• [Records to process]
++++++++++++++++++++

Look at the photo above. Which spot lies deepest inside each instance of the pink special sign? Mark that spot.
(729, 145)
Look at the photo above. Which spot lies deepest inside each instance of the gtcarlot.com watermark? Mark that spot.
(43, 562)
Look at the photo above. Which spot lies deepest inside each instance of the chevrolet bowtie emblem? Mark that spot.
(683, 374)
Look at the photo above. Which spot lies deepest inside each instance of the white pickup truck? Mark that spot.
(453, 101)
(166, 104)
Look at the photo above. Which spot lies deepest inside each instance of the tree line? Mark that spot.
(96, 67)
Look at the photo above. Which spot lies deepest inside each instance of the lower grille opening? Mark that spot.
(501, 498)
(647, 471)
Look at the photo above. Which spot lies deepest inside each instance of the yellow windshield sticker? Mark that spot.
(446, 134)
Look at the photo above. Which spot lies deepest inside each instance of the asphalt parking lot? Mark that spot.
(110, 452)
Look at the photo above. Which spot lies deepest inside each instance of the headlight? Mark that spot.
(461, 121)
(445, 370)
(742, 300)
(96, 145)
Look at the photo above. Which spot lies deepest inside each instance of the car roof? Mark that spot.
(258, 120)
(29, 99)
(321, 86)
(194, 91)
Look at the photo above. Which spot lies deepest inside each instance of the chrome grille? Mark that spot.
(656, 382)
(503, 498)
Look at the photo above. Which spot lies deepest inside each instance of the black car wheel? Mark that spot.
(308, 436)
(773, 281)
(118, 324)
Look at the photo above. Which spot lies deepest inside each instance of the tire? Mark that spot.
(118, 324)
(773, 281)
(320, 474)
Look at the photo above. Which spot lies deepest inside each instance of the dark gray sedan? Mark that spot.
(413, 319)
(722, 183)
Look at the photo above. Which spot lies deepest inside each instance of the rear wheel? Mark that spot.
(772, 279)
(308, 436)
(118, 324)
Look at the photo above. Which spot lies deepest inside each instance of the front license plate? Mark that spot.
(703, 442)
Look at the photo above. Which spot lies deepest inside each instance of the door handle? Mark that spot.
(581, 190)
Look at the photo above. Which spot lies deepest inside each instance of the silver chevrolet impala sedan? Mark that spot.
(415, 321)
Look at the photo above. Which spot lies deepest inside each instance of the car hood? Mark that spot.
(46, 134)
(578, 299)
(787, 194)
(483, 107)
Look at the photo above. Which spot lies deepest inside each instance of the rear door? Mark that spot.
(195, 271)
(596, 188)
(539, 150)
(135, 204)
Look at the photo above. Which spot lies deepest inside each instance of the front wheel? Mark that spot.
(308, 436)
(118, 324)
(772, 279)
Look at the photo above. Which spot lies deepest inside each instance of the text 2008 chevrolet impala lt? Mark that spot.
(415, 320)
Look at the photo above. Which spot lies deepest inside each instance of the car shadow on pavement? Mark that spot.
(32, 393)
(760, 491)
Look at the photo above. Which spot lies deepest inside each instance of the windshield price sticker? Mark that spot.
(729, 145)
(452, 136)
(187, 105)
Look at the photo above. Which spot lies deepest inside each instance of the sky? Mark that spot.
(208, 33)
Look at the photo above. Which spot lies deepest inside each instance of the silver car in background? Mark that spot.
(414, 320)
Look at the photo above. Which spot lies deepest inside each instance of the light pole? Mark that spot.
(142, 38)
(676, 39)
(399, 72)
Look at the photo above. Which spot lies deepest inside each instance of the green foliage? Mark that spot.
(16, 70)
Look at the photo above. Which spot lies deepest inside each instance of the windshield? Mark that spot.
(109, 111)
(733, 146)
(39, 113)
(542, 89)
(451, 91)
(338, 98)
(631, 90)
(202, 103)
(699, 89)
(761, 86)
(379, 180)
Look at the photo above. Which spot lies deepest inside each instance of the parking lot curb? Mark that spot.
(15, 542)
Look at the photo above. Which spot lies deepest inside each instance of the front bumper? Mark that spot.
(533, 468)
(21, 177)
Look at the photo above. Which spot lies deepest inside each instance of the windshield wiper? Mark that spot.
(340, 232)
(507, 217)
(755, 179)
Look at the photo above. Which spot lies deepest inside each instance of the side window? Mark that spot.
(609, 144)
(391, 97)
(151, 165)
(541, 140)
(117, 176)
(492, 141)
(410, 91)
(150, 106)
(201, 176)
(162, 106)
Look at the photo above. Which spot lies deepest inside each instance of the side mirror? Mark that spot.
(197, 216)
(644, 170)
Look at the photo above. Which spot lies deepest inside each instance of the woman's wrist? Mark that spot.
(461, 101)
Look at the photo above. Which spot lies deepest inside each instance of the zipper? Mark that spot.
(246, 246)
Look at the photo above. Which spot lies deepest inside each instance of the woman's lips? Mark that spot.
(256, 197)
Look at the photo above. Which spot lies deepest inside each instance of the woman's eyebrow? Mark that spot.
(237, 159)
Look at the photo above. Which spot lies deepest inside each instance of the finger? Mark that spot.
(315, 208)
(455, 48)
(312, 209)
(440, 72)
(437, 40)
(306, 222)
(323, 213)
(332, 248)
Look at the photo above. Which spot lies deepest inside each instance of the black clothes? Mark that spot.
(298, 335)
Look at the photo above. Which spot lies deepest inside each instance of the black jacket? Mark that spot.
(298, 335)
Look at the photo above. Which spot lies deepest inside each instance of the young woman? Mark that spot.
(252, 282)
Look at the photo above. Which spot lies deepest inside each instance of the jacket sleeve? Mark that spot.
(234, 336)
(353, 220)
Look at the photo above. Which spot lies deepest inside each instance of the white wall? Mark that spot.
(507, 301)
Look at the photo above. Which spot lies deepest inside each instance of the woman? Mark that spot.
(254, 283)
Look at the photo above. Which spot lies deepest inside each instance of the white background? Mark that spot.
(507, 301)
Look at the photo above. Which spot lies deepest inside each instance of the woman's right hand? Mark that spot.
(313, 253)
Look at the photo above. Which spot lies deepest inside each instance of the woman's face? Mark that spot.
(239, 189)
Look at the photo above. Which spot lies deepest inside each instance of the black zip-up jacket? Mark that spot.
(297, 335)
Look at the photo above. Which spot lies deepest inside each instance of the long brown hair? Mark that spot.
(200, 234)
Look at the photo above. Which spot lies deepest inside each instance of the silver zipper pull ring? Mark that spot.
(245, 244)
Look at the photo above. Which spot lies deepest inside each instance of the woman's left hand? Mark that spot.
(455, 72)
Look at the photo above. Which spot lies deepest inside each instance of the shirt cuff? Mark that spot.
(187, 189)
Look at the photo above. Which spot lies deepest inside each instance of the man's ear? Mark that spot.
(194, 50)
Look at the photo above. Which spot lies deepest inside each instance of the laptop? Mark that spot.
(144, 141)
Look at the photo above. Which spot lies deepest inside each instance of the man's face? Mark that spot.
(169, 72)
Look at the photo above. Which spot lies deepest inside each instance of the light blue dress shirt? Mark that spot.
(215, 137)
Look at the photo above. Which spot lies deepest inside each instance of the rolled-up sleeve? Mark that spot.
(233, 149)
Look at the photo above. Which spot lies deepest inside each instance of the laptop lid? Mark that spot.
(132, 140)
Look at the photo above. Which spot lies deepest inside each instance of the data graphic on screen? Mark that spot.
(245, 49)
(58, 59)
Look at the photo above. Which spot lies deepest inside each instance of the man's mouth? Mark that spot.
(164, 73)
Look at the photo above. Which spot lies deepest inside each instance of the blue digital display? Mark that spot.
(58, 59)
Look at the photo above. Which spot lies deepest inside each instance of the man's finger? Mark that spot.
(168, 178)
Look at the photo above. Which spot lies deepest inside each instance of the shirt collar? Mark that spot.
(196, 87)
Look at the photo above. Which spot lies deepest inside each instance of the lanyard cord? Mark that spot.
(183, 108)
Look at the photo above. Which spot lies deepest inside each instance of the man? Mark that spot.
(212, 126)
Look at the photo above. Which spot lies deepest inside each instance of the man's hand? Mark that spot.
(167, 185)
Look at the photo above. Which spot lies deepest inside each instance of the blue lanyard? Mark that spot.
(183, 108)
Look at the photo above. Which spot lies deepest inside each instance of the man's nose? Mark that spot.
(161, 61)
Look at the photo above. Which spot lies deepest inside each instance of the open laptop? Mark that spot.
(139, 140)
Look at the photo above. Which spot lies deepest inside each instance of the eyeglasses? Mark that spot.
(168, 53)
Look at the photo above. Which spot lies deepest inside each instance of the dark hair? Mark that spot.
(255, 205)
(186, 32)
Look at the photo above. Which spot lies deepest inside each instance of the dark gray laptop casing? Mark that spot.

++++++++++++++++++++

Which lines run from the one with "display? Mark that spot." through the end of the listing above? Restate them word for word, with nothing else.

• [Response box]
Look at the photo above. Which spot lies deepest inside each instance of the blue digital display? Mark that spot.
(58, 59)
Look at the photo above. Which spot lies deepest inside each instance of the man's finger? Mark that spot.
(168, 178)
Look at the photo above. Which spot lies deepest inside each instance of the shirt collar? Mark that spot.
(196, 87)
Look at the photo above. Which spot lies deepest inside each instance of the lanyard cord? Mark that spot.
(183, 108)
Look at the photo above. Which spot lies deepest inside each instance of the man? Mark that spot.
(212, 126)
Look at the photo above. Which spot lies deepest inside each instance of the man's hand? Mark that spot.
(167, 185)
Look at the photo above. Which spot lies deepest inside each instance of the blue lanyard? Mark that spot.
(183, 108)
Look at the photo above. Which spot lies deepest inside each instance of the man's nose? Mark that spot.
(161, 61)
Look at the photo above. Which spot lies deepest inside each instance of the open laptop? Mark that spot.
(139, 140)
Look at the photo above. Which spot lies deepest inside each instance of the eyeglasses? Mark that spot.
(168, 53)
Look at the photo above. Which spot lies deepest inside each instance of the dark hair? Mark that spot.
(255, 205)
(186, 32)
Look at the photo above. Which spot lies deepest inside each instance of the dark gray laptop casing? Mark that spot.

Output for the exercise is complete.